Set problem: Present every line of the data below as a numbered list, leaving out blank lines.

(Object-pointing data rows)
┌──
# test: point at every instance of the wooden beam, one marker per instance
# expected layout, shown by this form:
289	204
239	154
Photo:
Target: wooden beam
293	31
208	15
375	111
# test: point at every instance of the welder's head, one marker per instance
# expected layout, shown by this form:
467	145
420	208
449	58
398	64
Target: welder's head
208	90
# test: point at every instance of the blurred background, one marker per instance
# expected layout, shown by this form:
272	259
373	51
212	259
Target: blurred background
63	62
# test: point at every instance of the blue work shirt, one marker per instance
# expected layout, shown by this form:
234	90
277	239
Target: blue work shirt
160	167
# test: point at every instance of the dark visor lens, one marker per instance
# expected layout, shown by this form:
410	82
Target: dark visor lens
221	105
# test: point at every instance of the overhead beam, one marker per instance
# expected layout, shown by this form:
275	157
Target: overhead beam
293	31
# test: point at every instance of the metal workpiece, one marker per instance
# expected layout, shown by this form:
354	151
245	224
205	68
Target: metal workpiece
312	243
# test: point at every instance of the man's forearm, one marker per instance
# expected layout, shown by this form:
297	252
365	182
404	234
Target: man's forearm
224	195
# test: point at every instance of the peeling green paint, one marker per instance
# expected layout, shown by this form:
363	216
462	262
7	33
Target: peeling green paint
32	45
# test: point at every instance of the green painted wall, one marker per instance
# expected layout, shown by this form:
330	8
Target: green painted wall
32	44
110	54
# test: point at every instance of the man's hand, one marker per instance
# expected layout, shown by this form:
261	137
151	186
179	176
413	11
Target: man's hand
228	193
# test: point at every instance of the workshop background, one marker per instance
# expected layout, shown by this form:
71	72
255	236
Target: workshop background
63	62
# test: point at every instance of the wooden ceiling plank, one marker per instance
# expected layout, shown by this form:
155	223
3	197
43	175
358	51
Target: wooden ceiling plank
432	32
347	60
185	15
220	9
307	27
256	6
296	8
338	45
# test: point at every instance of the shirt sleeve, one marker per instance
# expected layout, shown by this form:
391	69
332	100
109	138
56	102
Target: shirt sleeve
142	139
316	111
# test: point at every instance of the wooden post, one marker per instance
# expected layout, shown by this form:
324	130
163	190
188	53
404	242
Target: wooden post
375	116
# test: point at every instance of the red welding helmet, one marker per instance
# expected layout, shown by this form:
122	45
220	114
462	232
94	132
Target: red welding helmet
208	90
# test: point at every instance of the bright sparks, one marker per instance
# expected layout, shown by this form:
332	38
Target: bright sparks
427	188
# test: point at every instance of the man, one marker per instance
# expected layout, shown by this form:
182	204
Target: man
└──
Solution for this exercise:
1. # test: point at every instance of the wooden beam, one marker per instance
2. # expected layout, shown by this form:
3. 289	204
4. 239	154
5. Photo:
6. Target: wooden beam
7. 293	31
8. 208	15
9. 375	111
10. # test: point at every instance of the welder's head, one marker per instance
11. # expected layout, shown by this form:
12. 467	145
13. 420	208
14. 449	58
15. 398	64
16. Target: welder's head
17. 208	90
18. # test: point at every instance of the blurred background, one marker per instance
19. # expected layout, shown by this form:
20. 272	259
21. 373	51
22. 212	259
23. Target: blurred background
24. 63	62
25. # test: point at every instance of the blue work shirt, one marker per instance
26. # expected layout, shown by this form:
27. 234	90
28. 277	239
29. Target: blue work shirt
30. 160	167
31. # test: point at every instance of the dark visor lens, one marker per instance
32. # expected layout, shown by this form:
33. 410	82
34. Target: dark visor lens
35. 221	105
36. # test: point at every instance of the overhead beam, one marker per instance
37. # expected layout, shown by this form:
38. 275	157
39. Target: overhead beam
40. 293	31
41. # test: point at every instance of the metal workpiece, one marker per instance
42. # expected layout, shown by this form:
43. 354	151
44. 245	224
45. 205	68
46. Target: metal workpiece
47. 312	243
48. # test: point at every instance of the man's forearm, one marker per instance
49. # expected layout, shown by this form:
50. 297	252
51. 365	182
52. 404	234
53. Target: man's forearm
54. 224	195
55. # test: point at every instance of the peeling green paint, one marker per instance
56. # expected layout, shown by this form:
57. 363	216
58. 462	262
59. 7	33
60. Target: peeling green paint
61. 32	45
62. # test: point at every instance of the green painted wall, one marker per instance
63. # expected layout, shown by this form:
64. 330	8
65. Target: green painted wall
66. 32	44
67. 110	54
68. # test: point at every instance of the man's hand, one marker per instance
69. # expected layout, shown by this form:
70. 261	137
71. 151	186
72. 179	176
73. 413	11
74. Target: man's hand
75. 228	193
76. # test: point at every instance of the workshop background, one marker per instance
77. # expected layout, shown by this form:
78. 71	72
79. 255	236
80. Target: workshop background
81. 63	62
82. # test: point at every instance of the wooden ceiling plank, one marker per instance
83. # expected layout, shown by this form:
84. 155	223
85. 3	197
86. 43	175
87. 358	51
88. Target: wooden ceiling plank
89. 432	32
90. 347	60
91. 185	15
92. 220	9
93. 307	27
94. 256	6
95. 296	8
96. 338	45
97. # test: point at every instance of the shirt sleeve, one marker per instance
98. # expected layout, shown by this form:
99. 391	69
100. 332	100
101. 109	138
102. 56	102
103. Target: shirt sleeve
104. 142	139
105. 316	111
106. # test: point at every instance of the wooden post, one marker per instance
107. # expected layout, shown by this form:
108. 324	130
109. 163	190
110. 188	53
111. 404	242
112. Target: wooden post
113. 375	116
114. # test: point at every instance of the red welding helmet, one marker per instance
115. # expected layout, shown by this form:
116. 122	45
117. 220	114
118. 462	232
119. 94	132
120. Target: red welding helmet
121. 208	90
122. # test: point at every instance of the bright sparks, one marker per instance
123. # expected layout, shown by this form:
124. 332	38
125. Target: bright sparks
126. 427	188
127. # test: point at every instance of the man, one marker per instance
128. # expected layout, shown by this form:
129. 182	204
130. Target: man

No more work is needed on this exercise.